II. Background and Procedural History.

This case began when the plaintiff, Joseph Robert Markle ("Markle"), proceeding pro se, filed a complaint in the United States District Court for the Eastern District of Pennsylvania. Doc. 2. On January 17, 2018, United States District Judge Mark A. Kearney transferred the case to this district. Id.

In his original complaint, Markle alleged that he was "illegally arrested and detained for over 300 days," but he did not plead any facts to support that conclusion. Doc. 4. Markle then filed an amended complaint on February 16, 2018. Doc. 8. Markle's amended complaint named six defendants: Adams, Barrett, Gallagher, Ondrey, Wilson, and Heather Shaffer-Rockwell ("Shaffer-Rockwell")—a confidential informant who allegedly worked with Adams. Adams is the only remaining defendant. Barret, Gallagher, Ondrey, and Wilson were dismissed by Judge Brann's Order adopting our Report and Recommendation (see doc. 44), and the Clerk's Office entered default judgment against Shaffer-Rockwell (docs. 45, 55). Markle's amended complaint raises three counts, pursuant to 42 U.S.C. § 1983, against Adams: unlawful arrest and incarceration under the Fourth Amendment, malicious prosecution, and civil conspiracy. Id.

Markle's amended complaint alleges that Adams unlawfully arrested Markle and effectuated an unlawful prosecution against him. Id. ¶ 1. The amended complaint alleges that Adams and Shaffer-Rockwell "worked and lied together" to make it appear that Markle was selling methamphetamine. Id. ¶ 11. Per the amended complaint, Adams knowingly made false or misleading statements to a magistrate for the purpose of securing an arrest warrant, id. ¶ 2; testified falsely during Markle's preliminary hearing that he had subpoenaed phone records and that the phone in question belonged to Markle, id. ¶¶ 4-5; testified falsely about receiving text messages from Shaffer-Rockwell (who was allegedly acting as Adams's confidential informant in the case), id. ¶ 6; testified falsely about Shaffer-Rockwell's reliability and registration as a confidential informant, id. ¶ 7; and testified falsely that he had seen Markle and Shaffer-Rockwell engage in a conversation and that Shaffer-Rockwell had never left his sight, id. ¶ 8. Markle further alleges that Adams's testimony that he had searched Shaffer-Rockwell before she had approached Markle was false because such a search would have shown that Shaffer-Rockwell was concealing drugs on her person for the purpose of making it appear that Markle was selling drugs. Id. ¶ 13. Finally, Markle alleges that Adams and Shaffer-Rockwell engaged in a civil conspiracy by agreeing to fabricate evidence so as to represent that Shaffer-Rockwell was a registered and reliable confidential informant and by agreeing to, planning, and carrying out a fraudulent purchase of drugs using false evidence so as to set up Markle for arrest and prosecution. Id. ¶¶ 30-32.
=-=-=
● **Task requirements**: Write out the case background word for word from "II. Background and" to "this district. Id.". Work only from the case background above.
=-=-=
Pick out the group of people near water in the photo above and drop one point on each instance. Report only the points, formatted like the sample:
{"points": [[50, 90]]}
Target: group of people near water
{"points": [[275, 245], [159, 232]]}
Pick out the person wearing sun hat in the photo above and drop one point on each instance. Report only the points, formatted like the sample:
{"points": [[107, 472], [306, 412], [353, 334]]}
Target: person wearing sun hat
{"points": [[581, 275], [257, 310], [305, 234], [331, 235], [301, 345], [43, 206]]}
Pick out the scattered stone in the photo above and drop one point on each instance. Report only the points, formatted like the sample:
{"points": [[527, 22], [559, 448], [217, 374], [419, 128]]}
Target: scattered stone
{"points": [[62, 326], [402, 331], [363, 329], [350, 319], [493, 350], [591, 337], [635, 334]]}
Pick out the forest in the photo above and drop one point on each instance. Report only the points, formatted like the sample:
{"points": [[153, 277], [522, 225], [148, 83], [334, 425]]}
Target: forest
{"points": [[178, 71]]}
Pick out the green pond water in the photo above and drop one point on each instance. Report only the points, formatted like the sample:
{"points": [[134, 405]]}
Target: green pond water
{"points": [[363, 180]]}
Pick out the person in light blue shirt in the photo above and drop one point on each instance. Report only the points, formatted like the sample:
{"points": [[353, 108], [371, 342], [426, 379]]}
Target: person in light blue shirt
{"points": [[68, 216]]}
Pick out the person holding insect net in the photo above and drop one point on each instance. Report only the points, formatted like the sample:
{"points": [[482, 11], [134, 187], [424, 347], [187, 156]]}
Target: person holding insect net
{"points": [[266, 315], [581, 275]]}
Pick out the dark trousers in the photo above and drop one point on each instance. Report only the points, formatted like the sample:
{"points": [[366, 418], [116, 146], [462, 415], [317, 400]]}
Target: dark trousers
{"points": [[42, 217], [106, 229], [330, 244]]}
=-=-=
● **Problem solution**:
II. Background and Procedural History.

This case began when the plaintiff, Joseph Robert Markle ("Markle"), proceeding pro se, filed a complaint in the United States District Court for the Eastern District of Pennsylvania. Doc. 2. On January 17, 2018, United States District Judge Mark A. Kearney transferred the case to this district. Id.